# Start of Text segment

We first study the first case. By (2.1), we derive
$$\begin{aligned} \begin{aligned}[b] &\min_{x\in \overline{\varOmega }}G(x,0) \\ &\quad =\min_{x\in \overline{\varOmega }} \bigl\{ \nabla \cdot \bigl( \vert \nabla u_{0} \vert ^{p-2} \nabla u_{0} \bigr) +f \bigl(x,u_{0}, \vert \nabla u_{0} \vert ^{2},0 \bigr)-\alpha {\mathrm{e}}^{u_{0}} \bigr\} \\ &\quad =\min_{x\in \overline{\varOmega }} \biggl\{ {\mathrm{e}}^{u_{0}} \biggl( \frac{\nabla \cdot ( \vert \nabla u_{0} \vert ^{p-2}\nabla u_{0} ) +f(x,u_{0}, \vert \nabla u_{0} \vert ^{2},0)}{{\mathrm{e}}^{u_{0}}}-\alpha \biggr) \biggr\} =0 . \end{aligned} \end{aligned}$$
(2.22)

# End of Text segment
# Start of Stored records

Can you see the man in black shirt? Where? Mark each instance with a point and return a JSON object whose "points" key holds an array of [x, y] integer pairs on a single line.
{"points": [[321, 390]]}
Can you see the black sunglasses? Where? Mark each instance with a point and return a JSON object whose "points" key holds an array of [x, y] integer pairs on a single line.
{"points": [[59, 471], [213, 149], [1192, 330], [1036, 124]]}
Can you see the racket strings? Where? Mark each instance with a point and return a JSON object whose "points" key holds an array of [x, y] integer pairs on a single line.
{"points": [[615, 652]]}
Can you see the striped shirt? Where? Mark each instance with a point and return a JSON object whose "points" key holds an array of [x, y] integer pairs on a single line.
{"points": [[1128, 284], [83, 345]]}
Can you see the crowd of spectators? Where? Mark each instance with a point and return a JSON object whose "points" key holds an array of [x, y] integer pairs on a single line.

# End of Stored records

### Set of tasks
• a. Could you extract the derivation text in full, character for character?
• b. Can you rewrite the records, putting "whole-number pairs" wherever "integer pairs" appears and leaving everything else unchanged?

### Answers per task
• a.
We first study the first case. By (2.1), we derive
$$\begin{aligned} \begin{aligned}[b] &\min_{x\in \overline{\varOmega }}G(x,0) \\ &\quad =\min_{x\in \overline{\varOmega }} \bigl\{ \nabla \cdot \bigl( \vert \nabla u_{0} \vert ^{p-2} \nabla u_{0} \bigr) +f \bigl(x,u_{0}, \vert \nabla u_{0} \vert ^{2},0 \bigr)-\alpha {\mathrm{e}}^{u_{0}} \bigr\} \\ &\quad =\min_{x\in \overline{\varOmega }} \biggl\{ {\mathrm{e}}^{u_{0}} \biggl( \frac{\nabla \cdot ( \vert \nabla u_{0} \vert ^{p-2}\nabla u_{0} ) +f(x,u_{0}, \vert \nabla u_{0} \vert ^{2},0)}{{\mathrm{e}}^{u_{0}}}-\alpha \biggr) \biggr\} =0 . \end{aligned} \end{aligned}$$
(2.22)

• b.
Can you see the man in black shirt? Where? Mark each instance with a point and return a JSON object whose "points" key holds an array of [x, y] whole-number pairs on a single line.
{"points": [[321, 390]]}
Can you see the black sunglasses? Where? Mark each instance with a point and return a JSON object whose "points" key holds an array of [x, y] whole-number pairs on a single line.
{"points": [[59, 471], [213, 149], [1192, 330], [1036, 124]]}
Can you see the racket strings? Where? Mark each instance with a point and return a JSON object whose "points" key holds an array of [x, y] whole-number pairs on a single line.
{"points": [[615, 652]]}
Can you see the striped shirt? Where? Mark each instance with a point and return a JSON object whose "points" key holds an array of [x, y] whole-number pairs on a single line.
{"points": [[1128, 284], [83, 345]]}
Can you see the crowd of spectators? Where? Mark each instance with a point and return a JSON object whose "points" key holds an array of [x, y] whole-number pairs on a single line.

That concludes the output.